■ **INSTRUCTIONS FOR THE TASK**:
Rewrite the items below with every "elastoplast logo" swapped for "brand logo" and everything else unchanged. Leave the pictures out.

* * * *

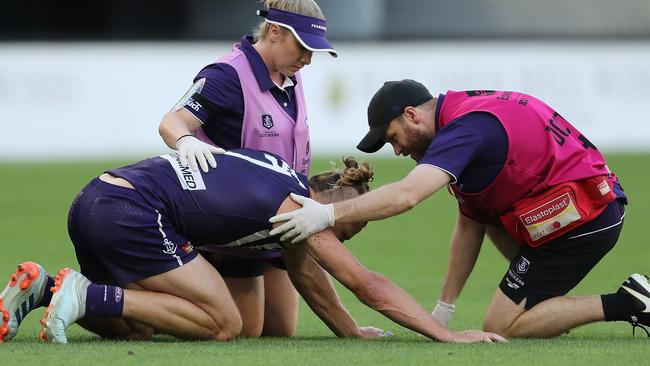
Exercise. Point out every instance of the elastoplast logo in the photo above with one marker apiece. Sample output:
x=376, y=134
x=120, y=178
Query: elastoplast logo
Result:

* * * *

■ **EXPECTED ANSWER**:
Exercise. Point out every instance of the brand logo in the photo above with one marker apiece. Sample output:
x=376, y=134
x=120, y=178
Query: brand logo
Result:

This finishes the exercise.